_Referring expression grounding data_
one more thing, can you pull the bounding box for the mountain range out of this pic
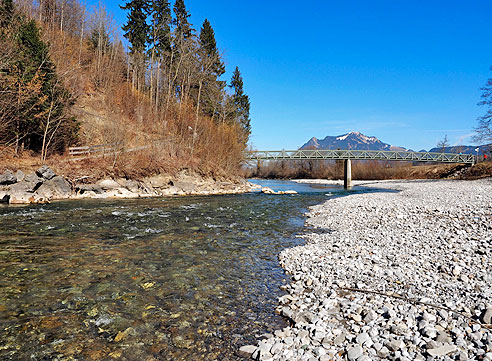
[300,131,491,154]
[300,132,407,151]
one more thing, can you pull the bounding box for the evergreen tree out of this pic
[149,0,172,57]
[229,66,250,138]
[89,24,111,53]
[173,0,192,41]
[197,19,225,117]
[0,0,14,28]
[11,20,77,152]
[199,19,225,78]
[121,0,149,55]
[121,0,150,90]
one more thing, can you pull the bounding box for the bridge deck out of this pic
[246,149,475,164]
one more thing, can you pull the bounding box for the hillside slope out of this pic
[0,1,250,181]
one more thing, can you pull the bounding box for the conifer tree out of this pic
[199,19,225,78]
[197,19,225,118]
[89,24,111,53]
[121,0,149,55]
[173,0,192,41]
[229,66,250,138]
[149,0,172,57]
[121,0,149,90]
[148,0,171,107]
[10,20,77,154]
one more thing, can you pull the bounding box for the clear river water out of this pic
[0,180,380,360]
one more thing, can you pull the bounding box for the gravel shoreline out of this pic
[243,179,492,360]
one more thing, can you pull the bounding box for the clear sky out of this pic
[90,0,492,151]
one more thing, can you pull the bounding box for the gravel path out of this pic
[243,179,492,360]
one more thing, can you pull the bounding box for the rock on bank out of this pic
[0,167,254,204]
[246,179,492,360]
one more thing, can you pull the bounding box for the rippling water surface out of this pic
[0,180,374,360]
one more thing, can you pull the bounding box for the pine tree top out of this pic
[173,0,193,40]
[199,19,217,56]
[231,67,244,96]
[121,0,150,55]
[199,19,225,77]
[149,0,172,56]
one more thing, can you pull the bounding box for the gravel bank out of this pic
[245,179,492,360]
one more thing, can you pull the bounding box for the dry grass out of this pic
[0,146,43,174]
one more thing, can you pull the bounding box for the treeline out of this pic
[0,0,250,176]
[246,160,418,180]
[119,0,250,135]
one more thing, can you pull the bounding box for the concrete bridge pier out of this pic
[344,159,352,189]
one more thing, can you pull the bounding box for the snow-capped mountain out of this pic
[300,131,407,151]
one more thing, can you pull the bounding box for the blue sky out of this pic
[91,0,492,151]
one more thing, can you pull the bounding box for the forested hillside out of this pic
[0,0,250,178]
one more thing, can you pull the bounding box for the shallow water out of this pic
[0,180,378,360]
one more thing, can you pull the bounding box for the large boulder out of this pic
[22,173,44,192]
[6,172,50,204]
[0,170,16,185]
[174,181,196,194]
[36,176,72,200]
[146,175,173,189]
[98,179,121,190]
[36,165,56,180]
[8,182,37,204]
[118,178,153,194]
[76,184,104,194]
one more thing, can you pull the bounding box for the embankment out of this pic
[0,166,255,205]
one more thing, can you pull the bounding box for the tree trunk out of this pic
[195,79,203,122]
[41,100,54,163]
[78,8,84,66]
[155,58,161,114]
[15,133,19,156]
[150,47,155,107]
[191,79,204,157]
[60,1,64,32]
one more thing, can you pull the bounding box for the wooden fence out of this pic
[68,138,172,161]
[68,142,122,157]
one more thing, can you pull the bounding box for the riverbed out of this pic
[0,180,386,360]
[252,179,492,360]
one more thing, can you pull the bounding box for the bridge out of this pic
[246,149,475,189]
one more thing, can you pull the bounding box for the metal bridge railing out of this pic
[245,149,475,164]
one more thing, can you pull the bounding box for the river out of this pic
[0,180,378,360]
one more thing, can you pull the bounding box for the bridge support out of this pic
[344,159,352,189]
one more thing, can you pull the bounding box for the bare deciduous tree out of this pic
[436,135,449,153]
[474,68,492,144]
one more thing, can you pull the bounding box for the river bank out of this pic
[243,179,492,360]
[0,166,257,204]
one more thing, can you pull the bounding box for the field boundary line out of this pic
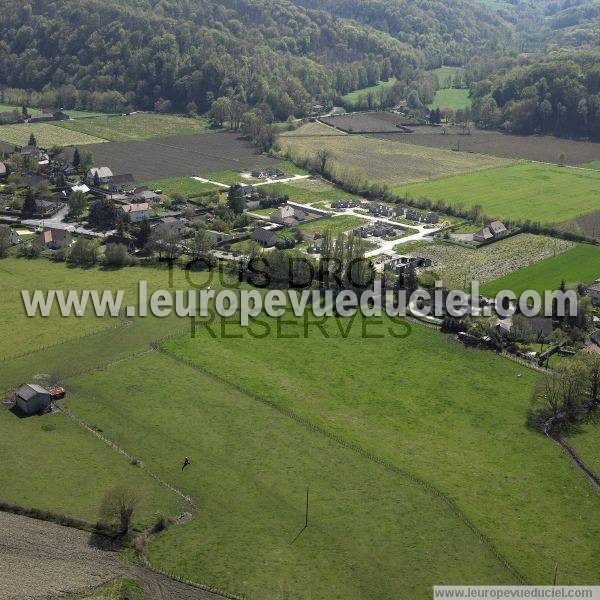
[156,344,528,585]
[58,403,197,511]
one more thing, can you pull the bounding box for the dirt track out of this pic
[0,511,224,600]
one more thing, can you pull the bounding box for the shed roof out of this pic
[17,383,50,401]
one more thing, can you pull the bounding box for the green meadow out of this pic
[395,162,600,225]
[480,244,600,296]
[428,88,471,110]
[340,78,397,106]
[162,317,600,586]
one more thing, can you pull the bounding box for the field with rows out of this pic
[55,113,213,142]
[0,122,107,146]
[405,234,575,290]
[281,122,512,186]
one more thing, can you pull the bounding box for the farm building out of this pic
[109,173,136,193]
[15,384,53,415]
[253,226,280,247]
[28,109,69,123]
[133,189,160,204]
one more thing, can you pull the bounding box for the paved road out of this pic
[0,511,224,600]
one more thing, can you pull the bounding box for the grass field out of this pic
[260,178,358,207]
[63,350,515,599]
[340,78,397,106]
[580,161,600,170]
[143,177,220,197]
[295,215,368,236]
[0,408,183,529]
[396,162,600,225]
[281,122,512,186]
[566,423,600,476]
[402,235,575,290]
[161,317,600,587]
[55,114,213,142]
[480,244,600,296]
[0,123,107,147]
[0,105,107,119]
[431,67,464,86]
[0,258,206,361]
[2,258,599,596]
[428,88,471,110]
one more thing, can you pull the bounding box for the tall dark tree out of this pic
[21,188,37,218]
[72,147,81,170]
[227,185,246,215]
[28,133,37,147]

_TASK STATEMENT_
Could you restate all of the data above word for word and skip every picture?

_EXERCISE SOLUTION_
one more thing, can you pull the bounding box for the mountain range out of this pic
[300,131,491,154]
[300,132,407,151]
one more thing, can you pull the bounding box for the evergreen tree out of this pic
[149,0,172,57]
[229,66,250,138]
[89,24,111,53]
[173,0,192,41]
[197,19,225,117]
[0,0,14,28]
[11,20,77,152]
[199,19,225,78]
[121,0,149,55]
[121,0,150,90]
one more thing, can you pull the bounding box for the bridge deck out of this pic
[246,149,475,164]
one more thing, can you pull the bounding box for the hillside slope out of this pic
[0,1,250,181]
one more thing, can you pull the bounding box for the conifer tree out of this pic
[199,19,225,78]
[197,19,225,118]
[89,24,111,53]
[121,0,149,55]
[173,0,192,41]
[229,66,250,138]
[149,0,172,57]
[121,0,149,90]
[148,0,171,107]
[10,20,77,154]
one more thing, can you pull the bounding box for the clear river water out of this pic
[0,180,380,360]
one more thing, can you pull the bounding box for the gravel shoreline out of this pic
[243,179,492,360]
one more thing, can you pull the bounding box for the clear sky out of this pic
[90,0,492,151]
one more thing, can you pull the bounding box for the gravel path out of this pic
[243,179,492,360]
one more thing, can you pull the bounding box for the rock on bank out of this pic
[0,167,254,204]
[246,179,492,360]
one more thing, can you pull the bounding box for the rippling water surface out of this pic
[0,180,374,360]
one more thing, can you pull the bounding box for the pine tree top out of this pic
[173,0,193,40]
[199,19,217,56]
[231,67,244,96]
[121,0,150,55]
[199,19,225,77]
[149,0,172,56]
one more thing, can you pull the bounding box for the gravel bank out of this pic
[245,179,492,360]
one more thing, can you pull the bounding box for the dry grass out of this pic
[0,146,43,174]
one more thing, can you pull the bounding box for the treeline out of this pic
[0,0,250,176]
[246,160,418,180]
[119,0,250,135]
one more thing, can you pull the bounding box for the concrete bridge pier out of this pic
[344,159,352,189]
one more thing, can you pull the bounding box for the snow-capped mountain out of this pic
[300,131,407,151]
one more thing, can you pull the bounding box for the blue sky out of this pic
[91,0,492,151]
one more thing, can you pull the bounding box for the forested hillside out of this pic
[0,0,250,178]
one more thing, can you pull the bounding box for the shallow water out of this pic
[0,180,378,360]
one more thing, can you pull the bounding box for the large boulder out of this pic
[22,173,44,192]
[6,172,50,204]
[0,170,16,185]
[174,181,196,194]
[36,176,72,200]
[146,175,173,189]
[98,179,121,190]
[36,165,56,180]
[8,182,37,204]
[118,178,153,194]
[76,184,104,194]
one more thing, can you pull the bounding box for the embankment out of this pic
[0,166,255,205]
one more thing, can you pull the bounding box for the tree trunk out of this pic
[195,79,203,122]
[41,100,54,163]
[78,8,84,66]
[155,58,161,114]
[15,133,19,156]
[150,47,155,107]
[191,79,204,157]
[60,1,64,32]
one more thing, can you pull the bounding box for the wooden fence out of this pic
[68,138,172,161]
[68,142,122,157]
one more thing, can you pull the bounding box for the riverbed out of this pic
[0,180,386,360]
[252,179,492,360]
one more thing, can you pull the bounding box for the bridge out of this pic
[246,149,475,189]
one more thing, can you pull the bounding box for the metal bridge railing out of this pic
[245,149,475,164]
one more thing, can you pull the bounding box for the river out of this pic
[0,180,378,360]
one more thing, can you pull the bounding box for the bridge support out of this pic
[344,159,352,189]
one more thing, can you pull the bounding box for the bare deciduous tree out of this pic
[436,135,449,153]
[474,68,492,144]
one more thing, can you pull the bounding box for the river bank out of this pic
[243,179,492,360]
[0,166,257,204]
one more thing, can you pull the bounding box for the field boundary line out of this pic
[156,344,528,585]
[58,403,197,511]
one more thing, can you pull the bounding box for the dirt track out of this pic
[0,511,224,600]
one more thing, can you pull the bounding box for the shed roof out of this pic
[17,383,50,401]
one more thing, can you pull the bounding box for the green meadow out of this pic
[395,162,600,225]
[480,244,600,296]
[428,88,471,110]
[340,78,397,106]
[162,317,600,586]
one more thing, can you pull the bounding box for the field with rows out of this pic
[55,113,213,142]
[0,122,107,146]
[405,234,575,290]
[281,122,512,186]
one more thing, can you pull the bounding box for the farm building out of this pic
[109,173,136,193]
[15,384,53,415]
[253,226,280,247]
[28,109,69,123]
[133,189,160,204]
one more thing, can you pull the bounding box for the paved road out of this pic
[0,511,224,600]
one more thing, can you pull the bounding box for the grass field out of this pic
[260,178,358,207]
[63,350,515,599]
[340,78,397,106]
[580,161,600,170]
[143,177,220,197]
[295,215,368,236]
[0,408,183,529]
[396,162,600,225]
[281,122,512,186]
[566,423,600,476]
[402,235,575,290]
[161,317,600,587]
[55,114,213,142]
[480,244,600,296]
[0,123,107,147]
[0,105,107,119]
[431,67,464,86]
[0,258,206,361]
[2,258,599,596]
[428,88,471,110]
one more thing, can you pull the bounding box for the tall dark tree out of this pic
[21,188,37,218]
[72,147,81,170]
[227,185,246,215]
[28,133,37,147]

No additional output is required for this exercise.